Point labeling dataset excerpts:
▼

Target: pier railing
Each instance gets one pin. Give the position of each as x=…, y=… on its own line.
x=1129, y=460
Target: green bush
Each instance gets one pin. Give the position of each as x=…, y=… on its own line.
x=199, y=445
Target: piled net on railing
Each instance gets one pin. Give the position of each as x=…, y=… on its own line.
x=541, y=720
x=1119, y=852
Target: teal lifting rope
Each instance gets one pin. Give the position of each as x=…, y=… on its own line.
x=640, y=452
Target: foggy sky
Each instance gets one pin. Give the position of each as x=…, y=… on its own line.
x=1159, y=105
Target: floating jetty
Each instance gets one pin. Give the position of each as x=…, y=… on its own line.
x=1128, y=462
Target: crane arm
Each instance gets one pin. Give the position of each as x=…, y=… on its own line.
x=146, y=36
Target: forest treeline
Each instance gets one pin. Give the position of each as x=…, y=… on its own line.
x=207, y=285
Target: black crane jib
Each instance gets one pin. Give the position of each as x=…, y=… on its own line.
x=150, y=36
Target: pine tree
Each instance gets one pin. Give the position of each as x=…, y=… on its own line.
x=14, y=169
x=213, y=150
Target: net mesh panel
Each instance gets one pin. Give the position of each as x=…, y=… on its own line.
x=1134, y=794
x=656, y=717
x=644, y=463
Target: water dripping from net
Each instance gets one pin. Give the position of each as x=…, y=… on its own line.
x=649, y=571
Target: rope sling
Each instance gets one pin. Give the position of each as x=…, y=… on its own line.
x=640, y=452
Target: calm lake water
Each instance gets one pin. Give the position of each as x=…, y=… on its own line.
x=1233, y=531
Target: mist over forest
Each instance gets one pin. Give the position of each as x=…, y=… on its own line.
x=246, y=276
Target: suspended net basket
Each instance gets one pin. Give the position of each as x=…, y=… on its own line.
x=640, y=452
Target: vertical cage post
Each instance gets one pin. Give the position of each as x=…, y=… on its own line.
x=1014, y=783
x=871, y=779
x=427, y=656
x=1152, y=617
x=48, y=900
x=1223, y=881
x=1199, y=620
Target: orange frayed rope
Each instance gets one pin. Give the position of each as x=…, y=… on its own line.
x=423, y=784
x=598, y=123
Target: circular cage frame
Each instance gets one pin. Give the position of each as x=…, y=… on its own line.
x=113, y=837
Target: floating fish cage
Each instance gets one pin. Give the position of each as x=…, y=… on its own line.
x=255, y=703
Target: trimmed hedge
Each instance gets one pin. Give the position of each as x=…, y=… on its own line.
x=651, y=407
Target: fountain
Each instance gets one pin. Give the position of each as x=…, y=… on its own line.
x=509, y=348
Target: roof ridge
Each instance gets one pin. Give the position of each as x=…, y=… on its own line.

▲

Task goal -
Write out every record, exactly as written.

Written answer -
Target: pier railing
Each instance gets one pin. Give the position of each as x=…, y=… on its own line.
x=1129, y=460
Target: green bush
Each instance gets one pin. Give the position of each as x=…, y=… on its own line.
x=199, y=445
Target: piled net on railing
Each instance gets one pin. Give the position of each as x=…, y=… on its own line.
x=541, y=720
x=1119, y=852
Target: teal lifting rope
Each instance gets one pin. Give the position of each as x=…, y=… on its own line.
x=640, y=452
Target: foggy sky
Each instance gets one pin. Give the position of each as x=…, y=… on its own line.
x=1159, y=105
Target: floating jetty
Each instance gets one pin. Give the position of each as x=…, y=… on its own line.
x=1128, y=462
Target: crane arm
Each instance gets one pin. Give the position of each as x=…, y=… on its own line.
x=146, y=36
Target: forest treeline
Each instance gets one pin. Give the position of each as x=…, y=… on its own line.
x=207, y=285
Target: black crane jib
Each instance gets one pin. Give the position of each as x=…, y=… on its own line.
x=150, y=36
Target: pine tree
Each instance gets one pin. Give the position of each as x=…, y=… on its own line.
x=14, y=169
x=213, y=150
Target: net mesh panel
Each instance gets one pin. Give the position of each as x=…, y=… on its own line.
x=1134, y=794
x=656, y=717
x=644, y=463
Target: water dripping from net
Each instance gets one pin. Give the position of each as x=…, y=… on its own line.
x=649, y=571
Target: rope sling
Each instance gets one pin. Give the position of each as x=…, y=… on its own line.
x=640, y=452
Target: calm lake water
Each instance gets one pin. Give the position of each as x=…, y=… on its own line.
x=1233, y=531
Target: mist over forest
Each instance gets one pin. Give the position of each as x=…, y=… on its own line.
x=246, y=276
Target: suspended net basket
Each instance gets one pin. Give the position of each as x=…, y=… on its own line.
x=640, y=452
Target: vertical cage post
Each instance gets one pin. Give the position of each as x=…, y=… on its own line.
x=1014, y=783
x=871, y=779
x=427, y=656
x=1152, y=617
x=48, y=900
x=1223, y=881
x=1199, y=620
Target: orange frayed rope
Each instance gets one pin. Give the position of each as x=…, y=… on its own line.
x=423, y=784
x=598, y=123
Target: circular cage frame
Each instance gets one pin. Give the position of each as x=…, y=… on its own line.
x=113, y=837
Target: floating fish cage
Each instance gets one pin. Give the position of each as x=…, y=… on its own line.
x=255, y=703
Target: trimmed hedge
Each instance gets one pin. Give the position of each as x=…, y=… on its own line.
x=651, y=407
Target: fountain
Each instance gets one pin. Give the position of each as x=…, y=… on its own line.
x=509, y=348
Target: roof ridge
Each instance gets one pin. Give the position of each as x=…, y=… on its own line.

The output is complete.